Problem A
Copy out the portion of the Air Force child care article from "Air Force Promises" up to and including "Space & Cyber Conference.", word for word.
Problem B
List every acronym written in capital letters that appears in the Air Force child care article.

Air Force Promises Biggest Building Boom in a Decade for Child Development Centers

The Air Force is planning to pour $205 million into building 19 new child development centers over the next five years, the service’s largest investment in CDCs in over a decade and part of a larger $1.6 billion in infrastructure funding for dorms and child care, an Air Force official announced Sept. 12.

Dr. Ravi I. Chaudhary, the assistant secretary of the Air Force for energy, installations, and environment, said the package will include the Air Force’s first net-zero CDC.

“This is your DAF doubling down on your quality of life,” he said at AFA’s Air, Space & Cyber Conference.

Five of those CDCs are either under construction or will receive contract awards in fiscal 2024.

Chaudhary was on one of four panels at the conference that were focused on improving the quality of life for personnel and families across the Air and Space Forces. He sat beside his colleague Alex Wagner, assistant secretary of the Air Force for manpower and reserve affairs, who said the Department of the Air Force has made huge strides in improving on-site child care over the last 15 months.

Data shown
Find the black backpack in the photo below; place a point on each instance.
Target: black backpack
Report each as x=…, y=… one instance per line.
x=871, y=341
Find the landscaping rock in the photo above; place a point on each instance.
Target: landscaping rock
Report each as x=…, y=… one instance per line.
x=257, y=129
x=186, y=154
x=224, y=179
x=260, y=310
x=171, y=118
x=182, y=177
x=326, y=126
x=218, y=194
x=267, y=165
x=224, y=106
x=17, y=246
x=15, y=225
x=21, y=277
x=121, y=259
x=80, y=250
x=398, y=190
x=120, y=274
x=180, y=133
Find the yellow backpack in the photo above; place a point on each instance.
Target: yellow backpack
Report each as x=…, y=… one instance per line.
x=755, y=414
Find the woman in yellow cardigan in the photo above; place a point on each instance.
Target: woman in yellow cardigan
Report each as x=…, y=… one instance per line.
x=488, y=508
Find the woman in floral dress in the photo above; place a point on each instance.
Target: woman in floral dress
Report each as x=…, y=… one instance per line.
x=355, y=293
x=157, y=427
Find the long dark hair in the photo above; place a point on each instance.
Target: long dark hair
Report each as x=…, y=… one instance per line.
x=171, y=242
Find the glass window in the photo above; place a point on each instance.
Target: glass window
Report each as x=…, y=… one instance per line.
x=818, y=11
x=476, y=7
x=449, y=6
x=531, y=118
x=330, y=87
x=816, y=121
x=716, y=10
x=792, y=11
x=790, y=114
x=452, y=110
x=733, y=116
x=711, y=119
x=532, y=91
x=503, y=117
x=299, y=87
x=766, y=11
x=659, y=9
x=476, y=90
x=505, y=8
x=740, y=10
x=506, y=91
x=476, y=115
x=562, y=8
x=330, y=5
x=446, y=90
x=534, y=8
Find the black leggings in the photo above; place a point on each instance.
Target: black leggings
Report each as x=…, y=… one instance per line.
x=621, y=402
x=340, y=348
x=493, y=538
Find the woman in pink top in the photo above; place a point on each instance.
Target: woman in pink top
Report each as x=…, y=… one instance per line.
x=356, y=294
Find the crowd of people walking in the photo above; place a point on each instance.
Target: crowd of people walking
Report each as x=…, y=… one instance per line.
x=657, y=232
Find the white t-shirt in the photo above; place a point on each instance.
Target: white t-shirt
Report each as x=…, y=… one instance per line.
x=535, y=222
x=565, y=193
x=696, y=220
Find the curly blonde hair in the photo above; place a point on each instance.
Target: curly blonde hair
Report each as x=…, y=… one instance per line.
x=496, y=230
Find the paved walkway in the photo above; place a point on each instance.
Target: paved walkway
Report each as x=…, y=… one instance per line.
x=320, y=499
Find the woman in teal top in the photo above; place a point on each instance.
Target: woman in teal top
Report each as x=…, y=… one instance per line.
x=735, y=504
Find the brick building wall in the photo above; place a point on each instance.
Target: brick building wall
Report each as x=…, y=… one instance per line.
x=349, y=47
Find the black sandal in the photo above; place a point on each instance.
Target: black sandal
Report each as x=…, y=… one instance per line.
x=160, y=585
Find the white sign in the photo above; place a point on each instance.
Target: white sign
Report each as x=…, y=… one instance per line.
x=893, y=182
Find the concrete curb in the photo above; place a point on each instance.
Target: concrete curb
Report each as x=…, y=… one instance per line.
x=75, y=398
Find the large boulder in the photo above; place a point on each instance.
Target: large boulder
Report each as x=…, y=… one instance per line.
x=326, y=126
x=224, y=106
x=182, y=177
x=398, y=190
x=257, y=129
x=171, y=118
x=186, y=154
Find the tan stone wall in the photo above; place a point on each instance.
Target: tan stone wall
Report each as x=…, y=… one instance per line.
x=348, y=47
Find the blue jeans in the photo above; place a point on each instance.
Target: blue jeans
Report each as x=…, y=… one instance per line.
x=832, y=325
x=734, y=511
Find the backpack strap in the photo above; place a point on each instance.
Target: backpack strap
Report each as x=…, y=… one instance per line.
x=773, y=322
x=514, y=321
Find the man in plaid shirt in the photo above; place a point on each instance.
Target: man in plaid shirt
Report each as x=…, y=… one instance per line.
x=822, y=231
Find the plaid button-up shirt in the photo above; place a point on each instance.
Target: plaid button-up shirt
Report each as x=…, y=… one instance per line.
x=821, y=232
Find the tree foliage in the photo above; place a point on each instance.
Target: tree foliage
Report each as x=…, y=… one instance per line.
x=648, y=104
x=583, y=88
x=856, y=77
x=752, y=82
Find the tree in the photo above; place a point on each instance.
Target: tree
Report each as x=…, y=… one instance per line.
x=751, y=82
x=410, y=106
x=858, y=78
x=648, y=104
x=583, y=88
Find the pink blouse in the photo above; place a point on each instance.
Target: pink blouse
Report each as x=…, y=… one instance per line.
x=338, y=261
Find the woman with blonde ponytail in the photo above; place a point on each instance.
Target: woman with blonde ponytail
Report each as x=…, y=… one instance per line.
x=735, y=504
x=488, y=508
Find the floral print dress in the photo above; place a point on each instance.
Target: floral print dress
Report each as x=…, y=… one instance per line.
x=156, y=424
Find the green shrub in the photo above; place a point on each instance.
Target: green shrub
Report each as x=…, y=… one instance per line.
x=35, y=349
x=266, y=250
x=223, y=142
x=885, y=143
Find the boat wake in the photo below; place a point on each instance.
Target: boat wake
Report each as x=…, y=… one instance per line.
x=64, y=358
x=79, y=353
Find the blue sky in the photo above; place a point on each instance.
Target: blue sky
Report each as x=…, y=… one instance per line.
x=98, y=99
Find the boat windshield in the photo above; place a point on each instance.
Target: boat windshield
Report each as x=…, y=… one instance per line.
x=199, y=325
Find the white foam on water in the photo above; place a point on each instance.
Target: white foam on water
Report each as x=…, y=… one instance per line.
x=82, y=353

Your response A
Air Force Promises Biggest Building Boom in a Decade for Child Development Centers

The Air Force is planning to pour $205 million into building 19 new child development centers over the next five years, the service’s largest investment in CDCs in over a decade and part of a larger $1.6 billion in infrastructure funding for dorms and child care, an Air Force official announced Sept. 12.

Dr. Ravi I. Chaudhary, the assistant secretary of the Air Force for energy, installations, and environment, said the package will include the Air Force’s first net-zero CDC.

“This is your DAF doubling down on your quality of life,” he said at AFA’s Air, Space & Cyber Conference.

Your response B
CDC, DAF, AFA